▸ Given request: Render the lines of the records from the line with "job: trace every instance of the white" up to and including the line with "197), (135, 197)]]" as a Markdown table with the columns Row and Text. Number each line in Row, put the line itself in Text, and leave out blank lines.

[Begin Dataset]

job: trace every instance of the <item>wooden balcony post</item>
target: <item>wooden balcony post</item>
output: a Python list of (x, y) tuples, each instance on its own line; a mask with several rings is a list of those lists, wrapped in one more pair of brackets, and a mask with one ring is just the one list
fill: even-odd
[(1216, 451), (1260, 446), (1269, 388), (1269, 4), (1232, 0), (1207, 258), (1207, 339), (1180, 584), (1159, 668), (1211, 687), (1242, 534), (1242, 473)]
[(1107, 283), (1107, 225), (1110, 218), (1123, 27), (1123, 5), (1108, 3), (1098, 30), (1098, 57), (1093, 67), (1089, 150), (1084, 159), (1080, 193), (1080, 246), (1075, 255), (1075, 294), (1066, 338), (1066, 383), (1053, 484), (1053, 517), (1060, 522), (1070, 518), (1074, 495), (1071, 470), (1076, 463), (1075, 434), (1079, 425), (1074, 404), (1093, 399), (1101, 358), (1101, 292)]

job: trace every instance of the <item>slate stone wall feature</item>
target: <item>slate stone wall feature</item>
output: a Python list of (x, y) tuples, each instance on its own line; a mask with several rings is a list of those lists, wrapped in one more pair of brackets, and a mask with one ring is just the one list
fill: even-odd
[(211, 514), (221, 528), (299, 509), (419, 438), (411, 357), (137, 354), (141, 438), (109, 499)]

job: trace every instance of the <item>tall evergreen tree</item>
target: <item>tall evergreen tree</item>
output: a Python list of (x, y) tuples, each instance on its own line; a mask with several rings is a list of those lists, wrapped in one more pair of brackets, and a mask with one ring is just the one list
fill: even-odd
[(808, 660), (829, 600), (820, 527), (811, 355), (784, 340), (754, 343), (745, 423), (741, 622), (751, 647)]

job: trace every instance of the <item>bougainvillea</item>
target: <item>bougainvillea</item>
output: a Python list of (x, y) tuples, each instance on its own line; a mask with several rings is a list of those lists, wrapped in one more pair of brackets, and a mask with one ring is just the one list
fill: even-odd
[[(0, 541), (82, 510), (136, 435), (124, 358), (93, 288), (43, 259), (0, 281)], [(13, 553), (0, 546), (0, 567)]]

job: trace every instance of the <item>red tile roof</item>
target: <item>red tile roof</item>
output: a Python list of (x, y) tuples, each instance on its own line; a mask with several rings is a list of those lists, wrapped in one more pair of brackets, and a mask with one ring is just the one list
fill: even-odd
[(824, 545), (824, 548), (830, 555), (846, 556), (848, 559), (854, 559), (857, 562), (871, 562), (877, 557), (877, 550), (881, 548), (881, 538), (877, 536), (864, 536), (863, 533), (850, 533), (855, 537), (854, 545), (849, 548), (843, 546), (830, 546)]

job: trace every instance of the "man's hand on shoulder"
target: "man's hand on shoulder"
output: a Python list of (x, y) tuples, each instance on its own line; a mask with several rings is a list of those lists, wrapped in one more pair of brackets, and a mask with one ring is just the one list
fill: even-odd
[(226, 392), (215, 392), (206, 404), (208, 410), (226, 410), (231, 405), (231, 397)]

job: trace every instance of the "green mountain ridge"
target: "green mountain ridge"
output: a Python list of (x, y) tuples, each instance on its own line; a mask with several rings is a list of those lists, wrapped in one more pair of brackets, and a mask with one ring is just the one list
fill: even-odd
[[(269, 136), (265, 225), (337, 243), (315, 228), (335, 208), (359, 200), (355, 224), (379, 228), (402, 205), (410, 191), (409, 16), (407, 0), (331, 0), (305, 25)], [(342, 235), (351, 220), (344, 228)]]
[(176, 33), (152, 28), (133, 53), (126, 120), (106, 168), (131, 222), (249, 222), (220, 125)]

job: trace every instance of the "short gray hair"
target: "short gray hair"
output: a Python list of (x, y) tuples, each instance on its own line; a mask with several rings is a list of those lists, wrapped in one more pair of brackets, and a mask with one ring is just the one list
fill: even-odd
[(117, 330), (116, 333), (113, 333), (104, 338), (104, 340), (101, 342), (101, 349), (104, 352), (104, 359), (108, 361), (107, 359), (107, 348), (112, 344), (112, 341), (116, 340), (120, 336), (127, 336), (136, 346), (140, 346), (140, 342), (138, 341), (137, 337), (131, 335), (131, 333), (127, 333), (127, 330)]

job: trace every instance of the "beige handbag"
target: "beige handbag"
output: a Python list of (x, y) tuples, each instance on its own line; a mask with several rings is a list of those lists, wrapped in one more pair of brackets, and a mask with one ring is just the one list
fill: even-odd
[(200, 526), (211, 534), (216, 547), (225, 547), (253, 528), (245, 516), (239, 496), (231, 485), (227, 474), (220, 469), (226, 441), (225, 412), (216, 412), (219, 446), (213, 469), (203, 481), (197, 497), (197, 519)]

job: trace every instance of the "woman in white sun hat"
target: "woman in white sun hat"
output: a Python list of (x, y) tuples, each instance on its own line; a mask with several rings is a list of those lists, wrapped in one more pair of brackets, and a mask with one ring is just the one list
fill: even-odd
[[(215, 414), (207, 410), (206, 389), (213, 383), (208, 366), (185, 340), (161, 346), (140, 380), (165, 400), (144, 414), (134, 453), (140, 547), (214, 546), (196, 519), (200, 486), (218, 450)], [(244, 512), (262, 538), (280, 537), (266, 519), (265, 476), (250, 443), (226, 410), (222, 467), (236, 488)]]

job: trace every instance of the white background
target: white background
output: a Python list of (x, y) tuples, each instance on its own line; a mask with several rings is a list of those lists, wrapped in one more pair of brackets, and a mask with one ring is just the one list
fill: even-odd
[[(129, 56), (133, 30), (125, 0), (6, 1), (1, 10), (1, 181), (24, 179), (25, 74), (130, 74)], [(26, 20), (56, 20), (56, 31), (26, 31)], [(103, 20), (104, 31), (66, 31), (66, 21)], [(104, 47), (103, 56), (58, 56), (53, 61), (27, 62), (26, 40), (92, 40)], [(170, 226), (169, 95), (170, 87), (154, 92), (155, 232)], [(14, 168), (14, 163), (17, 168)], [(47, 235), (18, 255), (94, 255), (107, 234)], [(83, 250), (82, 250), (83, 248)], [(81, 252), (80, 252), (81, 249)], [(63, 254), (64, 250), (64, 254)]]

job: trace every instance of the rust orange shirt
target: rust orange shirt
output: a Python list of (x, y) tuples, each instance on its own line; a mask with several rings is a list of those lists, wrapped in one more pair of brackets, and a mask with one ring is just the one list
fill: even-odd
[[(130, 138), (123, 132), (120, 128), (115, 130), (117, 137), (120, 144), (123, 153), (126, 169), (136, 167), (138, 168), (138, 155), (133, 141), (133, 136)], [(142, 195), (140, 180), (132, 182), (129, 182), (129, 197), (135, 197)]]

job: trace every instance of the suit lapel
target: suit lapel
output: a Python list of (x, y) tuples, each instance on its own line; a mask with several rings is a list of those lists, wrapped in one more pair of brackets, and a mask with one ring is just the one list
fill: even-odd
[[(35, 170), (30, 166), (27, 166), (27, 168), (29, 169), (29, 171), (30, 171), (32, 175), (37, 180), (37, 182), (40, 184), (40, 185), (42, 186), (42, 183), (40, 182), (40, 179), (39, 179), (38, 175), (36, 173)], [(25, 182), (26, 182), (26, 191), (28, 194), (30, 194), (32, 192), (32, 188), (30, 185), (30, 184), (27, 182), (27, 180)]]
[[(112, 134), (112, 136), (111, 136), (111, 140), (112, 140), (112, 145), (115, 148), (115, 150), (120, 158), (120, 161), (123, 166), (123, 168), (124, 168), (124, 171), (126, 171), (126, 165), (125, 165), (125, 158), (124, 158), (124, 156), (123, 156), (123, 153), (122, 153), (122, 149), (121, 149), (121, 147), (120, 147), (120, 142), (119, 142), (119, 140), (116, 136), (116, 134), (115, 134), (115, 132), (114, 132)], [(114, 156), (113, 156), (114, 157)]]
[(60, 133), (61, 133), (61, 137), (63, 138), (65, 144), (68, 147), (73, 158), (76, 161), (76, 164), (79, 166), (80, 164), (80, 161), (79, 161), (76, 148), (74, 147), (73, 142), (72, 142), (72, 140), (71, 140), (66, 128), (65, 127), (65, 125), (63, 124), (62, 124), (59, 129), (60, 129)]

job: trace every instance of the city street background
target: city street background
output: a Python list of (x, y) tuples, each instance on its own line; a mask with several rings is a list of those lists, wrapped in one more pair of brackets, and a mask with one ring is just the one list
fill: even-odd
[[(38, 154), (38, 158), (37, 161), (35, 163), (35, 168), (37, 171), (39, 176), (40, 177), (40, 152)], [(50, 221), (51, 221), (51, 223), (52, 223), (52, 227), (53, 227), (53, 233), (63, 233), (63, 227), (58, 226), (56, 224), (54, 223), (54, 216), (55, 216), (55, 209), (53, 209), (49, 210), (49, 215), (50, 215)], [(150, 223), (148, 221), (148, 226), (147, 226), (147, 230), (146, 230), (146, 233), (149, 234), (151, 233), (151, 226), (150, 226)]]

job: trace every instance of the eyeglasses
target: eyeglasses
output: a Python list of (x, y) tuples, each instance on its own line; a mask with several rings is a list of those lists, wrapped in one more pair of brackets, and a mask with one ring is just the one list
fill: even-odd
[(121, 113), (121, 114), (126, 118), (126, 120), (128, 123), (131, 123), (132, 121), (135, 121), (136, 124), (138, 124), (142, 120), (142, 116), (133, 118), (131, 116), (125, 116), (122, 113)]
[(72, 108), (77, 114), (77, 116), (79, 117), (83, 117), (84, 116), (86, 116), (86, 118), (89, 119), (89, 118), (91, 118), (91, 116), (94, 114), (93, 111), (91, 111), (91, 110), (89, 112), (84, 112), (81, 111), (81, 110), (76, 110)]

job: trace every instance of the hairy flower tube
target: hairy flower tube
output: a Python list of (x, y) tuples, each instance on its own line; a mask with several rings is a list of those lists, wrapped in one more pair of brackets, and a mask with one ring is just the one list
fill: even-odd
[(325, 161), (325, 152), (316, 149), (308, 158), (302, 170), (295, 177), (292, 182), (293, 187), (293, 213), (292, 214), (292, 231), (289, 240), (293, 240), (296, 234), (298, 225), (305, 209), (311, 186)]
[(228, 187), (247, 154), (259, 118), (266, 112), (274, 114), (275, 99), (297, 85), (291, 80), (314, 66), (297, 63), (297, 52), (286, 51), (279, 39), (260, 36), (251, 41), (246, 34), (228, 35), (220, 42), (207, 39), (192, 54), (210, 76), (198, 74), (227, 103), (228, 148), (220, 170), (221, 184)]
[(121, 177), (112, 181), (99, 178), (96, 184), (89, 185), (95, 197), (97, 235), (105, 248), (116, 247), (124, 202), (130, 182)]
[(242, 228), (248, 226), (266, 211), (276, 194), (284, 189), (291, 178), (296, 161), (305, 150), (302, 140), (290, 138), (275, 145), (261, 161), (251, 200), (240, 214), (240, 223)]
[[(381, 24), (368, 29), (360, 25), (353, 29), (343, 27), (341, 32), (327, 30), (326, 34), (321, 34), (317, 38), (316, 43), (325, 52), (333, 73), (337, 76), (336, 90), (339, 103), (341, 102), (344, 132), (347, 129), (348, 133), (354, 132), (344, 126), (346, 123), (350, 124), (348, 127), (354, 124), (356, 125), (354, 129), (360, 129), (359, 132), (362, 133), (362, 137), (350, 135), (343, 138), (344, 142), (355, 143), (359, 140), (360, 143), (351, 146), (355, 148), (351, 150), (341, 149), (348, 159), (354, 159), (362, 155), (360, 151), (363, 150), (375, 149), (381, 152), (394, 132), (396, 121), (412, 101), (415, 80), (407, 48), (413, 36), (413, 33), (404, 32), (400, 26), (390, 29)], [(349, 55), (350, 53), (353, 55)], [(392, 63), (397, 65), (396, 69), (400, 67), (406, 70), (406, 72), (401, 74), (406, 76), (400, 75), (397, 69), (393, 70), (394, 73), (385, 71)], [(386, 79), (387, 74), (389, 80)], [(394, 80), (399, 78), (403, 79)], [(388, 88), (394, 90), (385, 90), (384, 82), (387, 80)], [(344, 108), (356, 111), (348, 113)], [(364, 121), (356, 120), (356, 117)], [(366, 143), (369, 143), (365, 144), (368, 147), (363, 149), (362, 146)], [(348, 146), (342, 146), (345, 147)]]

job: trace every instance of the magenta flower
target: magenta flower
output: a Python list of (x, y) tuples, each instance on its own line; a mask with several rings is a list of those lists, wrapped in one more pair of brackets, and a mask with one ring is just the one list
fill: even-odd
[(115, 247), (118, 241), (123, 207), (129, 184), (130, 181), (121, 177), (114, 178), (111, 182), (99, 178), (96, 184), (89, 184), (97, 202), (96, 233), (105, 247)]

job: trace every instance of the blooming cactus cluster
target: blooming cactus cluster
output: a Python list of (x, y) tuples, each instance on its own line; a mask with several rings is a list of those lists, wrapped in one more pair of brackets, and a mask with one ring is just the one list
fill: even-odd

[End Dataset]

▸ Completed exercise:
| Row | Text |
|---|---|
| 1 | job: trace every instance of the white background |
| 2 | target: white background |
| 3 | output: a Python list of (x, y) tuples, each instance on its own line; a mask with several rings is a list of those lists, wrapped in one more pair of brackets, and a mask with one ring is just the one list |
| 4 | fill: even-odd |
| 5 | [[(129, 56), (133, 30), (125, 0), (6, 1), (1, 10), (1, 181), (24, 179), (25, 74), (130, 74)], [(26, 20), (56, 20), (56, 31), (26, 31)], [(103, 20), (104, 31), (66, 31), (66, 21)], [(104, 47), (103, 56), (58, 56), (53, 61), (27, 62), (26, 40), (92, 40)], [(170, 226), (169, 95), (170, 87), (154, 92), (155, 232)], [(14, 168), (14, 163), (17, 168)], [(47, 235), (18, 255), (94, 255), (107, 234)], [(83, 250), (82, 250), (83, 248)], [(81, 252), (80, 252), (81, 249)], [(63, 254), (64, 250), (64, 254)]] |
| 6 | job: trace every instance of the rust orange shirt |
| 7 | target: rust orange shirt |
| 8 | output: a Python list of (x, y) tuples, each instance on its own line; a mask with several rings is a list of those lists, wrapped in one more pair of brackets, and a mask with one ring is just the one list |
| 9 | fill: even-odd |
| 10 | [[(130, 138), (123, 132), (120, 128), (115, 130), (117, 137), (120, 144), (123, 153), (126, 169), (136, 167), (138, 168), (138, 155), (133, 141), (133, 136)], [(142, 195), (140, 180), (132, 182), (129, 182), (129, 197), (135, 197)]] |